--- WHAT TO DO ---
Without the pictures, set down every record below exactly as it reads.

____ GIVEN ENTRIES

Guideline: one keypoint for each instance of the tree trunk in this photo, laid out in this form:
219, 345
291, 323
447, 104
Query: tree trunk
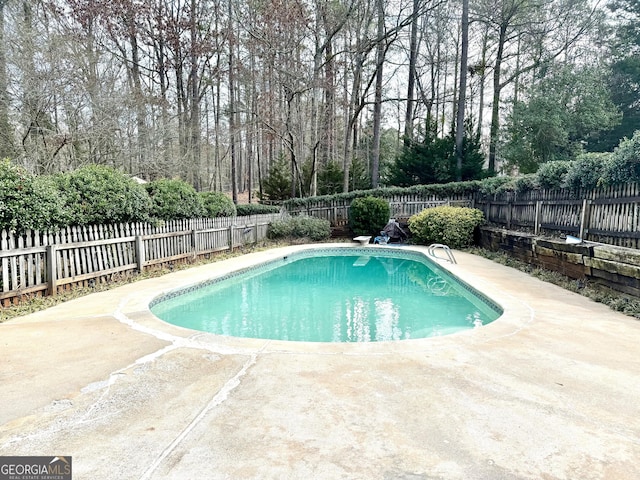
377, 107
232, 110
6, 134
462, 90
495, 110
413, 54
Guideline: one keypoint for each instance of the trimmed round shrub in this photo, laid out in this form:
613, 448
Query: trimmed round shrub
99, 194
624, 164
246, 209
587, 170
316, 229
28, 202
217, 204
174, 199
368, 215
452, 226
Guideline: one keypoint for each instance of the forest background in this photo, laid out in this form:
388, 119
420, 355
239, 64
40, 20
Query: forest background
324, 95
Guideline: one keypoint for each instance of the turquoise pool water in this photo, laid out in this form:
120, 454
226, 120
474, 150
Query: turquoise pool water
332, 295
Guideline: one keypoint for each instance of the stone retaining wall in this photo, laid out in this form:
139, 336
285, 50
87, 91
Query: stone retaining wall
615, 267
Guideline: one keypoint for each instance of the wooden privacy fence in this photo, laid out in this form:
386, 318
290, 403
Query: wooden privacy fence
44, 262
610, 216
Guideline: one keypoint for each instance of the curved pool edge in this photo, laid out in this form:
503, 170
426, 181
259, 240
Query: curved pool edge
135, 311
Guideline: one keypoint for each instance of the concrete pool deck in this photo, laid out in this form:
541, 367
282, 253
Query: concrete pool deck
551, 390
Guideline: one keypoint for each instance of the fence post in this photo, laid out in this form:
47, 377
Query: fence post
194, 242
140, 253
230, 237
584, 218
52, 278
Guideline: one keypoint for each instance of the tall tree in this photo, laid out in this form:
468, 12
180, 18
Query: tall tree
463, 89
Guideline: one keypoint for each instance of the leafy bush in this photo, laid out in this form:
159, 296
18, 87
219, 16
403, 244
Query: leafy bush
247, 209
586, 171
452, 226
315, 229
551, 175
624, 165
98, 194
368, 215
217, 204
28, 202
174, 199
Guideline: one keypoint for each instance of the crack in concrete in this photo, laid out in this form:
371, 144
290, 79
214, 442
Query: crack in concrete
217, 400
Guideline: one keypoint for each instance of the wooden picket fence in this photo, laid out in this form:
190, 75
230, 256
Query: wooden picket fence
336, 211
43, 263
606, 215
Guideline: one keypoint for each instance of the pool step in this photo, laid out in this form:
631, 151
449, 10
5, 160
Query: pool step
361, 261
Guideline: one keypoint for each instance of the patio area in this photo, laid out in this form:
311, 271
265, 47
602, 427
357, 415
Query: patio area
549, 391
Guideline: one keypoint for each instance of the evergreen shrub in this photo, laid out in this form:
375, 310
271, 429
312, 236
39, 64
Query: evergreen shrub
217, 204
368, 215
246, 209
452, 226
315, 229
624, 165
174, 199
551, 175
587, 170
96, 194
28, 202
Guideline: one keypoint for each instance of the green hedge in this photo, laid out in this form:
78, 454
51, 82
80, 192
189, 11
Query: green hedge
486, 186
174, 199
96, 194
368, 215
28, 202
217, 204
452, 226
246, 209
316, 229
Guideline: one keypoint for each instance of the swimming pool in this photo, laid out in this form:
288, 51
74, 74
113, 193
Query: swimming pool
337, 294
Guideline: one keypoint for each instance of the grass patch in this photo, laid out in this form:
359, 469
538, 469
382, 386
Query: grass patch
620, 302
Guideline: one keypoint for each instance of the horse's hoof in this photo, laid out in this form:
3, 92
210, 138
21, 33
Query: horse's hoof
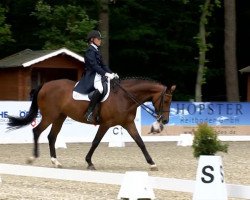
153, 168
30, 160
56, 163
91, 167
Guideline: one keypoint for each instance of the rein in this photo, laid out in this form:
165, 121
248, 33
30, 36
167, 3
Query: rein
145, 107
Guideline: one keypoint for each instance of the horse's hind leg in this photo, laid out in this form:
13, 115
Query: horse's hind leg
98, 137
132, 130
55, 129
36, 134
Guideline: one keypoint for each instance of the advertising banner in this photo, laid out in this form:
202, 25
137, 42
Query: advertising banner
71, 131
226, 117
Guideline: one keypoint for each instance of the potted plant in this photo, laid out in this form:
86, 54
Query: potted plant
206, 141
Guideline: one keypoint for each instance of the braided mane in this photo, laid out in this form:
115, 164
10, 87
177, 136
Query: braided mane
140, 78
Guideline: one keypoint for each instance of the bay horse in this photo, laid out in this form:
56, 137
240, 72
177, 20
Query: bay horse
55, 102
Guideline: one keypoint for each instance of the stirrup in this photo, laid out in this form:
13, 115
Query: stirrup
90, 117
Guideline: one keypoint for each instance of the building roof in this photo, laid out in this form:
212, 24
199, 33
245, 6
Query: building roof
28, 57
245, 70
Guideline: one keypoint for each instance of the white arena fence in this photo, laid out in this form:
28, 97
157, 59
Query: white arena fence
179, 185
73, 131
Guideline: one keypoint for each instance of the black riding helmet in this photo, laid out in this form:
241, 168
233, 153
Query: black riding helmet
94, 34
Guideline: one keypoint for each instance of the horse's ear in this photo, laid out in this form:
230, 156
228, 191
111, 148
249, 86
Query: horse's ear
173, 88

________

--- PROBLEM SOLUTION ---
Guideline: one keypoint for each instance of the tree trunk in this photo, laid out in this form:
219, 345
291, 323
447, 104
Query: tree trunk
377, 107
232, 110
6, 134
462, 90
495, 110
413, 54
Guideline: one keypoint for each instance of the trimmed round shrub in this photo, laid out in this form:
613, 448
Query: trimmed round shrub
99, 194
624, 164
246, 209
587, 170
316, 229
28, 202
217, 204
174, 199
368, 215
452, 226
Guideline: one keypoint for each instance of the forest background in this photo, laid out in this form:
388, 119
420, 355
239, 64
40, 20
Query: forest background
324, 95
Guideline: one keypoint for each instance of the turquoise pool water in this photo, laid out in this form:
120, 454
226, 120
474, 150
Query: turquoise pool water
332, 295
Guideline: one keypoint for each instance of the stone retaining wall in this photo, laid out in this form:
139, 336
285, 50
87, 91
Query: stone retaining wall
615, 267
Guideline: one keypoint for each instance of the wooden privacy fence in this photo, laid out in this form:
386, 318
290, 403
Query: wooden privacy fence
44, 262
610, 216
Guideline: one keypoint for each instance of the curved pool edge in this photo, laid out in this form:
503, 170
426, 181
259, 240
Query: curved pool edge
135, 311
Guideline: one keypoint for each instance of the concrete pool deck in this photo, laid out in this form:
541, 367
282, 253
Query: concrete pool deck
551, 390
Guideline: one keypoint for each instance of the fence post in this photo, laid out in this form:
47, 377
Query: fence post
194, 242
140, 253
230, 237
584, 218
52, 278
Guideline: one keypoint for each instance of the tall tree in this photo, laid out in this form:
468, 12
180, 18
Query: tall tree
463, 89
Guideline: one keypoint for each instance of the leafy bush in this photo, laid out in this form:
159, 296
18, 87
219, 16
403, 244
Query: leafy bush
247, 209
586, 171
452, 226
315, 229
551, 175
624, 165
98, 194
368, 215
217, 204
28, 202
174, 199
Guideline: one keypoint for each instance of the crack in concrete in this photo, laid out in this form:
371, 144
290, 79
214, 442
Query: crack in concrete
217, 400
Guideline: one keypoint for each instance of the wooden picket fence in this photo, laid out in this form:
190, 75
230, 256
Query: wooden picket fence
336, 211
43, 263
606, 215
Guideline: one keypoint for each instance of the pool step in this photo, laid out in this form:
631, 151
449, 10
5, 160
Query: pool step
361, 261
Guideline: one keypoint for each instance of the patio area in this photo, laid out in this form:
311, 271
265, 47
602, 427
357, 415
Query: patio area
549, 391
Guideline: one keypoint for each instance of the evergreen shrub in this photo, laid out in this form:
375, 310
271, 429
312, 236
39, 64
Query: evergreen shrub
217, 204
368, 215
246, 209
452, 226
315, 229
624, 165
174, 199
551, 175
587, 170
96, 194
28, 202
Guideline: one keypoint for each instance of the green hedge in this photo, laid out in this form:
78, 454
51, 82
80, 192
189, 11
Query: green hedge
486, 186
174, 199
96, 194
368, 215
28, 202
217, 204
452, 226
246, 209
316, 229
Guideline: one keypoint for each instance of the swimming pool in this photo, laid out in this form:
288, 51
74, 74
113, 193
Query: swimming pool
337, 294
Guideline: one keypoint for each instance of the grass patch in this photo, laid out in this form:
359, 469
538, 469
382, 386
Query: grass patch
620, 302
Guideline: one keypoint for each instance of the horse's hoof in this photo, laid out in this form:
3, 92
210, 138
21, 33
Query: horse's hoof
153, 168
30, 160
56, 163
91, 167
Guideline: one keypoint for each instance of the rein in this photo, laid out in this form:
165, 121
248, 33
30, 36
167, 3
Query: rein
145, 107
Guideline: one keypoint for each instance of the horse's hind leg in this photo, laid out in this form:
13, 115
Query: horse's hind leg
98, 137
132, 130
55, 129
36, 134
Guideline: one keypoint for each instance of the advertising banner in this photo, laid out in this form:
202, 25
137, 42
Query: advertising banner
71, 131
226, 117
Guideline: one keypoint for each instance of the potted plant in this photo, laid out in this form:
86, 54
Query: potted plant
206, 141
Guideline: one keypoint for each instance of the braided mane in this photo, laid out in this form:
115, 164
10, 87
177, 136
Query: braided mane
140, 78
Guideline: one keypoint for each instance of the bay horse in this photo, laid out in this form:
56, 137
240, 72
177, 20
Query: bay horse
55, 102
Guideline: one keypoint for each instance of the stirrup in this photo, laid out in this form:
13, 115
Query: stirrup
90, 117
Guideline: one keypoint for each instance of the building roof in this photo, laid out in this form:
212, 24
199, 33
245, 6
Query: building roof
28, 57
245, 70
Guideline: one keypoint for each instance of the white arena fence in this photo, laid out in this form:
28, 97
157, 59
Query: white arena fence
179, 185
73, 131
Guideline: one keypoint for each instance of the black riding helmet in this photo, laid out in this form:
241, 168
233, 153
Query: black riding helmet
94, 34
Guideline: one keypoint for each instance of the horse's ear in this photo, laid out in this form:
230, 156
228, 191
111, 148
249, 86
Query: horse's ear
173, 88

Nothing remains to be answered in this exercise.